> **What you should do**: Identify every line in the rows below that contains the string "striped", and copy each such line in full.

> **Stored data**:
-- Begin --
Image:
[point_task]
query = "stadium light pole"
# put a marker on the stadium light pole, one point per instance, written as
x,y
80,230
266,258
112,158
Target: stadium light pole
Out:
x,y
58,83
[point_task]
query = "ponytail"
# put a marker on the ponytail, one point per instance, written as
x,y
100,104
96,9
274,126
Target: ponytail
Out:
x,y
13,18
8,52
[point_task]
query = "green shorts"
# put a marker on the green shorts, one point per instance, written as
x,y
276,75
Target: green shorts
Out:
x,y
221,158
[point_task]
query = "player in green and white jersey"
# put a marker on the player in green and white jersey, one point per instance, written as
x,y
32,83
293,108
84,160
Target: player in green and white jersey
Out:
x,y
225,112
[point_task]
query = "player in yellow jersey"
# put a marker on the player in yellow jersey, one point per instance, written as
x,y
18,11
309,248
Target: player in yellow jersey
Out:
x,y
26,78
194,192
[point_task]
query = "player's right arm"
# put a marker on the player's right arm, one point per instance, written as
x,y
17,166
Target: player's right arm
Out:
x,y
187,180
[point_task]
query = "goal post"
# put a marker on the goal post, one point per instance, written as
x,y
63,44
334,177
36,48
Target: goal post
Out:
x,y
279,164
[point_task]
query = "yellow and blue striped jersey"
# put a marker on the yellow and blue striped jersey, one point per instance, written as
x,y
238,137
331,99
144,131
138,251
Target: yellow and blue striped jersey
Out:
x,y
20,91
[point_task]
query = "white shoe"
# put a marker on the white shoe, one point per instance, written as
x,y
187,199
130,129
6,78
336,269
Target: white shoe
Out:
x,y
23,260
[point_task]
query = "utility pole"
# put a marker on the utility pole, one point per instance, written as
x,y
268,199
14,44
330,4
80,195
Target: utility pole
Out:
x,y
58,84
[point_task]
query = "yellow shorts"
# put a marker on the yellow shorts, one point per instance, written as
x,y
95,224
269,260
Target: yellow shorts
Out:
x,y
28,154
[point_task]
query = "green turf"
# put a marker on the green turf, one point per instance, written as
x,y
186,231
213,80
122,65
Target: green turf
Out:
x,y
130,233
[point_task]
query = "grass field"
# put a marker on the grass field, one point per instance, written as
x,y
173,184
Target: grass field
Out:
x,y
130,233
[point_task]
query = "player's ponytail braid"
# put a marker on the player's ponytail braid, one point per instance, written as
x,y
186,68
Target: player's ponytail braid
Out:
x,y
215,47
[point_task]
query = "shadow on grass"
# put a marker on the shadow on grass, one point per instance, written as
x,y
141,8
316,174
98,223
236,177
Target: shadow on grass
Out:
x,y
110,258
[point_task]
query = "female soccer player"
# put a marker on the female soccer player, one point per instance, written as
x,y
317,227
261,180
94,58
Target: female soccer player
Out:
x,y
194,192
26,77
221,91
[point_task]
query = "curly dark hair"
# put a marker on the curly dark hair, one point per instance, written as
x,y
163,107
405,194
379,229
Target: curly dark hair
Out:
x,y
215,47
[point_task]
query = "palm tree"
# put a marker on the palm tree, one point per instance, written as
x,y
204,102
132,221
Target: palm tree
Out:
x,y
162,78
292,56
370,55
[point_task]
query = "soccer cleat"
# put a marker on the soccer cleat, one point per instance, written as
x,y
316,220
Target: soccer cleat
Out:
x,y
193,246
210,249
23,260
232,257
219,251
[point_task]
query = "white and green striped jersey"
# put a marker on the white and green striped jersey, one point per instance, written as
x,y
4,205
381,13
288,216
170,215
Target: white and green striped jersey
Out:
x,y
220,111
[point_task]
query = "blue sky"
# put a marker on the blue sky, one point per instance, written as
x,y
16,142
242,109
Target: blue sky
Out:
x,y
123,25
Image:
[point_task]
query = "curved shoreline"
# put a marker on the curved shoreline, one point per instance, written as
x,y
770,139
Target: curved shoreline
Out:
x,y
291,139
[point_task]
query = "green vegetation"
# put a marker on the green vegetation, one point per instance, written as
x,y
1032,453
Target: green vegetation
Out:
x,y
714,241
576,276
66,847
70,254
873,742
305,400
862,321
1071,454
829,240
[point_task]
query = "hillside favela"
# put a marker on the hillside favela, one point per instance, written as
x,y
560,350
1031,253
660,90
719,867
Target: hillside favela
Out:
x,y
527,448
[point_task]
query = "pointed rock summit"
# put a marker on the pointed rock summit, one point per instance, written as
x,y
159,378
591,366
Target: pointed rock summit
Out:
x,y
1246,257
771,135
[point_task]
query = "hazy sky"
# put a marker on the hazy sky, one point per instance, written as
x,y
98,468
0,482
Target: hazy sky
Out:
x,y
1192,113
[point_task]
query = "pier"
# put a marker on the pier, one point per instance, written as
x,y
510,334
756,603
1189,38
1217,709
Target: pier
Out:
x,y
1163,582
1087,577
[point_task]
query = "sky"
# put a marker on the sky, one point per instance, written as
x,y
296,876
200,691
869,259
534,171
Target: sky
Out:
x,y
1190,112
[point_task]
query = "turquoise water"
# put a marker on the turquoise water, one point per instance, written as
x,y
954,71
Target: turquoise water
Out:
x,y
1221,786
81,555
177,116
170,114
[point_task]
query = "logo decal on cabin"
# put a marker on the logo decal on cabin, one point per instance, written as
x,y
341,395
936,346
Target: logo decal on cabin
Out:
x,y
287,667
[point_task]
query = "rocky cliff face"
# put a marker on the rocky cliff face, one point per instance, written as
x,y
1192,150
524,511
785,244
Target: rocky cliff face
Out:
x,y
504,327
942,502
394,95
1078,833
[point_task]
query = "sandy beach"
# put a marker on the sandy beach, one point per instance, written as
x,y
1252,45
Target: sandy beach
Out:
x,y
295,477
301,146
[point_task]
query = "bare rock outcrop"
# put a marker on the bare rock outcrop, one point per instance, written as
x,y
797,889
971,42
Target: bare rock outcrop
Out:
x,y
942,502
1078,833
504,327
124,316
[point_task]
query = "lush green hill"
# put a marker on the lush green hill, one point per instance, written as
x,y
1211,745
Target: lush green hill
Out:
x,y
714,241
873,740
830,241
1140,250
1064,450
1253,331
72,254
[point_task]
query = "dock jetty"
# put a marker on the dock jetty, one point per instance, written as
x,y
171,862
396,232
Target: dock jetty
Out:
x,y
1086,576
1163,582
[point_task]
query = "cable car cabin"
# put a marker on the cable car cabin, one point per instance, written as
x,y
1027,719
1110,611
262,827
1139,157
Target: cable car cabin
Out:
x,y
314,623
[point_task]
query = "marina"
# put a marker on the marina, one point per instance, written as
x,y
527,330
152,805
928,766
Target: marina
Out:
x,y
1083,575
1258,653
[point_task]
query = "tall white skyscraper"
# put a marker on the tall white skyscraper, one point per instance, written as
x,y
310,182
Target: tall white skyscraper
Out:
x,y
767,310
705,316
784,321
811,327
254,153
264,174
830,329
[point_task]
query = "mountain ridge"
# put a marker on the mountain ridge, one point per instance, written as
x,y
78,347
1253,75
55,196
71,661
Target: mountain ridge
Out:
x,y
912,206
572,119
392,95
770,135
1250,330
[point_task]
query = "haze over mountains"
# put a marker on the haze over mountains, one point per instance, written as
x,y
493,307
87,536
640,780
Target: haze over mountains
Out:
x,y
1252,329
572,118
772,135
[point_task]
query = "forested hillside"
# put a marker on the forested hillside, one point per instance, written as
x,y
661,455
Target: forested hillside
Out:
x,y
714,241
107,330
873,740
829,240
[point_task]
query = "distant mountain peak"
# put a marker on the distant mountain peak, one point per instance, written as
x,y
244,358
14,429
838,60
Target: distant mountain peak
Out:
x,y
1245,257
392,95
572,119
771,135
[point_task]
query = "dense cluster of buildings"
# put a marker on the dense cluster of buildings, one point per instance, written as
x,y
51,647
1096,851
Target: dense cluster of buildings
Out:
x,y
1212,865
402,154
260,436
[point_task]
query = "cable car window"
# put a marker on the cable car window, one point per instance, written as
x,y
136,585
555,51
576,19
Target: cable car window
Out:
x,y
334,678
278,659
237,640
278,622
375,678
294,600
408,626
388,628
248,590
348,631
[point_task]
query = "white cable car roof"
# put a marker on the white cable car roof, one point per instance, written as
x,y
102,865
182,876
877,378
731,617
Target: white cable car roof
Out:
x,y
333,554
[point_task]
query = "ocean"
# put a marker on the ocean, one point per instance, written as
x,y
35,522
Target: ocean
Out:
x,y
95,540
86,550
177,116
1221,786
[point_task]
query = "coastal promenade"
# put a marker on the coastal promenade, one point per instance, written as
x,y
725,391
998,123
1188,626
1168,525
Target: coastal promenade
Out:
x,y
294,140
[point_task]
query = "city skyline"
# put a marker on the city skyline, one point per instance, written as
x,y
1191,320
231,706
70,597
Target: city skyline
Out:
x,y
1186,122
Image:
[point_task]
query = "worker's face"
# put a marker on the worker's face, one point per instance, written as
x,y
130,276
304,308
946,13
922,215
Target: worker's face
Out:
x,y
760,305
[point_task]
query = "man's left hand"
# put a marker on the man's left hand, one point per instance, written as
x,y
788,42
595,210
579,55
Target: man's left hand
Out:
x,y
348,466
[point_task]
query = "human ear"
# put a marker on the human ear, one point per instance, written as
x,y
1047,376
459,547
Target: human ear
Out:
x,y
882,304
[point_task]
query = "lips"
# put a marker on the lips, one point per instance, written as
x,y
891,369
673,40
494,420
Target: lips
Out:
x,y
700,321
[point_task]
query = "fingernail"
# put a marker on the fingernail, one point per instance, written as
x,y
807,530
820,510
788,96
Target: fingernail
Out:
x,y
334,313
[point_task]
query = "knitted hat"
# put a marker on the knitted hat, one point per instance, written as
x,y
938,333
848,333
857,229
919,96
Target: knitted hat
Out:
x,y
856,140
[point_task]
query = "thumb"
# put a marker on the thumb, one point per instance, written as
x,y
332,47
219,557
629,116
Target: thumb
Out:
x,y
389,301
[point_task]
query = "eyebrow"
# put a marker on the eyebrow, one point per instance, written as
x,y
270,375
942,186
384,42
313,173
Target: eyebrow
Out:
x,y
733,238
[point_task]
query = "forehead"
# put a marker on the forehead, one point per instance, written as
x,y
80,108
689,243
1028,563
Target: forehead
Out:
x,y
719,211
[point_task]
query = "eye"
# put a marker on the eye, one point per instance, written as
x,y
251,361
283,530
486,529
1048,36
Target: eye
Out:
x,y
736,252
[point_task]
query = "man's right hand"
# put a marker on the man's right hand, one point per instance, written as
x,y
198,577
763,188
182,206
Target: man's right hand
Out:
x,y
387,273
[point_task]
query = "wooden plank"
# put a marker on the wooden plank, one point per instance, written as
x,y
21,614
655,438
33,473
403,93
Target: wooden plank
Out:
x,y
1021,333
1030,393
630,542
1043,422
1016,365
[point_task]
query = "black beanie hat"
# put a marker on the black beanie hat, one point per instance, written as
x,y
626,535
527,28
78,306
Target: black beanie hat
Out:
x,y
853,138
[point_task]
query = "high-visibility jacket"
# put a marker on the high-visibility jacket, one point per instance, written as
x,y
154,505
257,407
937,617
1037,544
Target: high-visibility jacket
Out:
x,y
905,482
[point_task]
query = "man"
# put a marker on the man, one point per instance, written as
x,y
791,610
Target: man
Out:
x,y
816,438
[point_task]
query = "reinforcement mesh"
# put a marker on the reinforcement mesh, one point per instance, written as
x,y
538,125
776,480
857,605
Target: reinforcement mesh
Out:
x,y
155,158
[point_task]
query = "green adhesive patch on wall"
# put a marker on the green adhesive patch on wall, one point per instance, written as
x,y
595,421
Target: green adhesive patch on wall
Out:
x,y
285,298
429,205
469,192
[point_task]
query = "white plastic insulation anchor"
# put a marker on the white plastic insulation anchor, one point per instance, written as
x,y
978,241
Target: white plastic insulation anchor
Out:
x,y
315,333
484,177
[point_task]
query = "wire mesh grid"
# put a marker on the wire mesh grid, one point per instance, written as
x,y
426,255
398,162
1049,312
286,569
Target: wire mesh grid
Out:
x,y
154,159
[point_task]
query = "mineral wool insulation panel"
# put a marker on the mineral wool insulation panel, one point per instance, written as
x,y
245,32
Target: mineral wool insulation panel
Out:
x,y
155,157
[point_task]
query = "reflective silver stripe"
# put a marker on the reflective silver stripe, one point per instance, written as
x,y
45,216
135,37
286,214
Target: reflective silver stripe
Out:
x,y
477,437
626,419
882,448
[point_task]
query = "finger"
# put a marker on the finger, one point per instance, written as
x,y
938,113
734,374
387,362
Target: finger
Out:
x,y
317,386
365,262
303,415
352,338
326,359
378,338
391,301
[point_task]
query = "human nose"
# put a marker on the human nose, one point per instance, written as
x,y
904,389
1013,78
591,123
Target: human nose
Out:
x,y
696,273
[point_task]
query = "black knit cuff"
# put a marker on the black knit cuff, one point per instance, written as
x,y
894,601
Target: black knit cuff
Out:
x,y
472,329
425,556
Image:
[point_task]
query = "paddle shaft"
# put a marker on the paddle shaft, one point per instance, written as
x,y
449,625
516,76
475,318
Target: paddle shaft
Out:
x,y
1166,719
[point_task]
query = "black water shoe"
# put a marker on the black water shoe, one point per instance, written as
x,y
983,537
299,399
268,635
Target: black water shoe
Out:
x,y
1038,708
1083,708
-- End --
> **Response**:
query = "yellow and blue striped jersey"
# put a marker on the yellow and blue striped jersey, one point per instance, written as
Target: yellow and blue striped jersey
query = "white and green striped jersey"
# put a marker on the white and green striped jersey, one point per instance, written as
Target: white and green striped jersey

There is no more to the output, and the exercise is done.